Work task: In the entries that follow, which lines hold the string "instance"? List them.

Information:
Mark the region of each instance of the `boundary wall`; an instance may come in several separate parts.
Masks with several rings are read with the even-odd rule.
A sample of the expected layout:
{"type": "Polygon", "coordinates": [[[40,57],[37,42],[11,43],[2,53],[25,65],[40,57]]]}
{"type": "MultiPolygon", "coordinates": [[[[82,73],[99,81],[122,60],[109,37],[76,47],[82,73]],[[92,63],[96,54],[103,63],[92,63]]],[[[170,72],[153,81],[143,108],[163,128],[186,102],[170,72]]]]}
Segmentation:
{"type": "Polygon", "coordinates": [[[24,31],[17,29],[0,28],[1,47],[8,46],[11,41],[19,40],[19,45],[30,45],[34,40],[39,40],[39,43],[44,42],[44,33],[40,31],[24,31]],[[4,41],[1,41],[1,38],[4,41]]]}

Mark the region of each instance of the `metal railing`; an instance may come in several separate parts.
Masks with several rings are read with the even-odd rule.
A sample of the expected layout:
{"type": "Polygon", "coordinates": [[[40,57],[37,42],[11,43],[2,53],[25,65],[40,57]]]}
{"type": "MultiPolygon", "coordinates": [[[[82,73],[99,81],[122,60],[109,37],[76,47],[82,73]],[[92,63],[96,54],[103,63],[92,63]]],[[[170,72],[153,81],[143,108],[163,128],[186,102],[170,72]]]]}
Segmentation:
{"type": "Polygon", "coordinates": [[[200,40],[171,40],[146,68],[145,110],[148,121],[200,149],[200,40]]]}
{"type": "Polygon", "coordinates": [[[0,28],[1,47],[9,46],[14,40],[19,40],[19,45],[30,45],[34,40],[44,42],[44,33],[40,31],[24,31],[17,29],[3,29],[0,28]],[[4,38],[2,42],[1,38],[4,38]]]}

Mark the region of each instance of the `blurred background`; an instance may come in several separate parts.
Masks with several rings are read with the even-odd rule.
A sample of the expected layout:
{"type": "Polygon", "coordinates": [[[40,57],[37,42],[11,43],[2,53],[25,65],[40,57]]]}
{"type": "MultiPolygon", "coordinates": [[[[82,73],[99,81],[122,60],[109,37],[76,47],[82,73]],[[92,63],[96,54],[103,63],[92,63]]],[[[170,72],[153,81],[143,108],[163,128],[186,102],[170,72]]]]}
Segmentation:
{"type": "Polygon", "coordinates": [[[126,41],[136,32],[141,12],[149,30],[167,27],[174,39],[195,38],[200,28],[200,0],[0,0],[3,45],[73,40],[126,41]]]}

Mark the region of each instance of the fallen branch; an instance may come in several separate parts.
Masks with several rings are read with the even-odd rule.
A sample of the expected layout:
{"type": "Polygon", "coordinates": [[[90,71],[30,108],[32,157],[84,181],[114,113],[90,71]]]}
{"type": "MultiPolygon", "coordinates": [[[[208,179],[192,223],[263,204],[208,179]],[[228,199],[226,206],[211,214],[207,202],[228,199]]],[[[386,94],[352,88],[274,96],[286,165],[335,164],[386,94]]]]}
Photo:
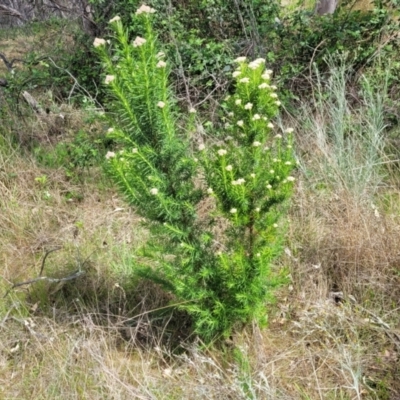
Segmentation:
{"type": "MultiPolygon", "coordinates": [[[[45,262],[46,262],[47,256],[48,256],[50,253],[52,253],[52,252],[54,252],[54,251],[57,251],[57,250],[60,250],[60,249],[61,249],[61,247],[55,247],[54,249],[47,250],[47,251],[46,251],[46,254],[45,254],[44,257],[43,257],[42,265],[41,265],[41,267],[40,267],[39,276],[38,276],[37,278],[29,279],[29,280],[24,281],[24,282],[14,283],[14,284],[10,287],[10,289],[7,290],[7,293],[3,296],[3,298],[4,298],[4,297],[7,297],[7,295],[11,292],[11,290],[13,290],[13,289],[15,289],[15,288],[17,288],[17,287],[20,287],[20,286],[31,285],[32,283],[36,283],[36,282],[40,282],[40,281],[46,281],[46,282],[50,282],[50,283],[67,282],[67,281],[71,281],[71,280],[73,280],[73,279],[79,278],[80,276],[82,276],[83,274],[85,274],[85,271],[83,271],[83,270],[81,269],[81,266],[82,266],[82,265],[79,265],[80,268],[79,268],[77,271],[75,271],[75,272],[72,273],[71,275],[65,276],[64,278],[51,278],[51,277],[49,277],[49,276],[41,276],[41,275],[42,275],[42,272],[43,272],[43,269],[44,269],[44,264],[45,264],[45,262]]],[[[86,262],[86,261],[85,261],[85,262],[86,262]]],[[[85,262],[84,262],[84,263],[85,263],[85,262]]],[[[83,263],[83,264],[84,264],[84,263],[83,263]]]]}
{"type": "Polygon", "coordinates": [[[7,295],[11,292],[11,290],[13,290],[17,287],[20,287],[20,286],[31,285],[32,283],[36,283],[36,282],[40,282],[40,281],[47,281],[50,283],[67,282],[67,281],[71,281],[72,279],[79,278],[80,276],[82,276],[84,274],[85,274],[85,271],[78,270],[78,271],[75,271],[73,274],[68,275],[64,278],[50,278],[48,276],[39,276],[38,278],[29,279],[29,281],[14,283],[14,285],[12,285],[10,289],[8,289],[8,291],[4,295],[4,297],[7,297],[7,295]]]}
{"type": "Polygon", "coordinates": [[[40,104],[33,98],[31,94],[29,94],[27,91],[24,91],[22,93],[22,97],[25,99],[25,101],[32,107],[34,111],[36,111],[38,114],[45,114],[45,111],[43,108],[40,106],[40,104]]]}
{"type": "Polygon", "coordinates": [[[11,61],[8,61],[6,56],[3,53],[0,53],[0,58],[3,60],[5,66],[7,67],[9,72],[11,72],[15,62],[17,62],[17,61],[24,62],[23,60],[20,60],[19,58],[13,58],[11,61]]]}

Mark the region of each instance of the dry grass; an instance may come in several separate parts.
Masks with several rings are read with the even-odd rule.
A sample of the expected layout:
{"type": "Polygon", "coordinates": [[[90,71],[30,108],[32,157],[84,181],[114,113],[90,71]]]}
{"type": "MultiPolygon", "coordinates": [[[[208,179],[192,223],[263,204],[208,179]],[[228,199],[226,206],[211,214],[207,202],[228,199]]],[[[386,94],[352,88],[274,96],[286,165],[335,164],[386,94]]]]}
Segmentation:
{"type": "Polygon", "coordinates": [[[184,317],[151,312],[168,296],[130,283],[131,249],[146,232],[100,170],[72,183],[11,147],[1,154],[3,293],[38,275],[46,249],[61,246],[48,276],[87,260],[75,282],[36,283],[3,300],[2,398],[398,398],[398,212],[299,177],[282,260],[292,284],[269,328],[201,349],[185,339],[184,317]],[[43,175],[45,187],[35,180],[43,175]]]}

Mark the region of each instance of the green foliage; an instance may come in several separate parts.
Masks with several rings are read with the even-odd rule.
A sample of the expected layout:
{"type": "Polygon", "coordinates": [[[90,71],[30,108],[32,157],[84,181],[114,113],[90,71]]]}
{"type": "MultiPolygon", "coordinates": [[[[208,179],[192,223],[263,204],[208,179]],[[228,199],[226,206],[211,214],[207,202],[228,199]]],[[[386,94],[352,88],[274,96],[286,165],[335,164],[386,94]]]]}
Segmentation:
{"type": "Polygon", "coordinates": [[[271,263],[281,251],[281,217],[294,181],[291,130],[287,138],[273,135],[280,102],[265,60],[238,59],[219,142],[202,144],[200,161],[191,156],[187,132],[195,110],[179,129],[176,121],[183,126],[185,119],[168,87],[169,64],[159,52],[152,10],[137,12],[144,37],[132,41],[115,17],[115,44],[94,42],[110,89],[109,136],[120,146],[107,153],[108,169],[153,234],[138,273],[172,291],[196,332],[210,340],[253,319],[266,321],[265,301],[280,283],[271,263]],[[202,175],[206,187],[198,183],[202,175]],[[200,216],[207,194],[217,208],[200,216]]]}
{"type": "Polygon", "coordinates": [[[81,130],[72,140],[57,143],[53,148],[37,146],[34,154],[42,165],[63,168],[68,178],[79,181],[85,169],[103,162],[107,142],[107,138],[96,137],[81,130]]]}
{"type": "Polygon", "coordinates": [[[265,39],[273,50],[270,60],[280,71],[280,80],[297,94],[309,90],[309,82],[301,75],[311,74],[311,64],[321,73],[328,70],[327,56],[346,54],[356,72],[372,65],[383,47],[398,46],[395,32],[399,23],[392,18],[388,5],[380,1],[368,11],[356,11],[351,4],[342,3],[333,15],[319,17],[298,8],[280,18],[273,37],[267,33],[265,39]],[[381,45],[383,37],[385,46],[381,45]]]}
{"type": "MultiPolygon", "coordinates": [[[[396,2],[376,0],[369,11],[356,11],[351,2],[342,2],[336,13],[320,17],[304,9],[304,1],[288,11],[278,0],[149,0],[158,10],[154,26],[165,43],[179,96],[190,96],[193,104],[212,90],[214,98],[222,95],[220,89],[229,85],[232,60],[238,54],[268,60],[285,89],[282,101],[309,93],[312,64],[325,73],[328,55],[347,54],[354,79],[382,52],[385,59],[395,61],[396,2]]],[[[120,15],[129,20],[141,4],[138,0],[115,0],[108,7],[100,0],[92,3],[103,36],[108,19],[120,15]]],[[[135,22],[127,29],[132,35],[139,32],[135,22]]]]}
{"type": "MultiPolygon", "coordinates": [[[[114,15],[129,20],[139,0],[116,0],[104,7],[102,0],[92,2],[99,34],[107,35],[107,21],[114,15]]],[[[180,92],[188,92],[193,103],[208,91],[223,88],[229,81],[234,54],[256,55],[262,50],[262,37],[272,37],[280,5],[278,0],[151,0],[157,9],[154,26],[165,43],[164,51],[180,92]],[[193,88],[193,89],[192,89],[193,88]]],[[[132,35],[139,32],[135,21],[126,28],[132,35]]]]}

Response area:
Mark the region of each instance of the `boundary wall`; an instance may come in several separate parts.
Mark the region of each instance of the `metal railing`; an instance may come in several separate parts.
Mark the region of each instance of the `blurred background`; an instance may come in several separate parts.
Mark the region of each instance of the fallen branch; an instance may come in several separate parts.
Mark the region of each instance of the dry grass; an instance may come in several separate parts.
Mark the region of each instance of the green foliage; an instance may come in several separate parts.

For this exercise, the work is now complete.